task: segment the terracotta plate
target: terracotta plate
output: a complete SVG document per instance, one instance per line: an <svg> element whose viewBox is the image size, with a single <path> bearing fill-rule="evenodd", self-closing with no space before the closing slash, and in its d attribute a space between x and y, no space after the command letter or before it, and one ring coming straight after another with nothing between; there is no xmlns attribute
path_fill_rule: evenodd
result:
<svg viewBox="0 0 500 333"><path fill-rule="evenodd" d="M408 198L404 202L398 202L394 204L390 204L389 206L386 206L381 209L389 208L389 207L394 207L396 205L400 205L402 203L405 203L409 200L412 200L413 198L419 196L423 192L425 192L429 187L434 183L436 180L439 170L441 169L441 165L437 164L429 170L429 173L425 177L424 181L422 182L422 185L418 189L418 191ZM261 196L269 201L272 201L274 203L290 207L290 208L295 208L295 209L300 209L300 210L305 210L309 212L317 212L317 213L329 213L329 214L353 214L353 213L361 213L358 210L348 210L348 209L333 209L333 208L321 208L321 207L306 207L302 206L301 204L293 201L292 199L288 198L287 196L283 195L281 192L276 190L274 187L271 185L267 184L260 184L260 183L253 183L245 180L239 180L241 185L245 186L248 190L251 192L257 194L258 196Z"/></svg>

■ ■ ■ ■

*Written instruction*.
Write out the items above again, swapping each occurrence of "terracotta plate" for "ceramic dish" and keeping everything else the same.

*Output for this task*.
task: segment the ceramic dish
target: ceramic dish
output: a complete SVG document per instance, one instance per line: an <svg> element whose viewBox is the image size, with a single <path> bearing fill-rule="evenodd", self-closing with no space before the closing slash, and in its d attribute a space between x and y, no space after the command letter or before it, and one ring coming straight after another with nothing between; there is no xmlns attribute
path_fill_rule: evenodd
result:
<svg viewBox="0 0 500 333"><path fill-rule="evenodd" d="M408 198L404 202L398 202L394 204L390 204L389 206L386 206L381 209L389 208L389 207L394 207L396 205L400 205L402 203L405 203L409 200L412 200L413 198L419 196L423 192L425 192L429 187L434 183L436 180L439 170L441 169L441 165L437 164L429 170L429 173L425 177L424 181L422 182L422 185L418 189L418 191ZM261 196L269 201L272 201L274 203L290 207L290 208L295 208L295 209L300 209L300 210L305 210L309 212L317 212L317 213L329 213L329 214L353 214L353 213L361 213L358 210L348 210L348 209L333 209L333 208L321 208L321 207L306 207L302 206L301 204L293 201L292 199L288 198L287 196L283 195L281 192L276 190L274 187L271 185L267 184L260 184L260 183L253 183L245 180L239 180L241 185L245 186L248 190L251 192L257 194L258 196Z"/></svg>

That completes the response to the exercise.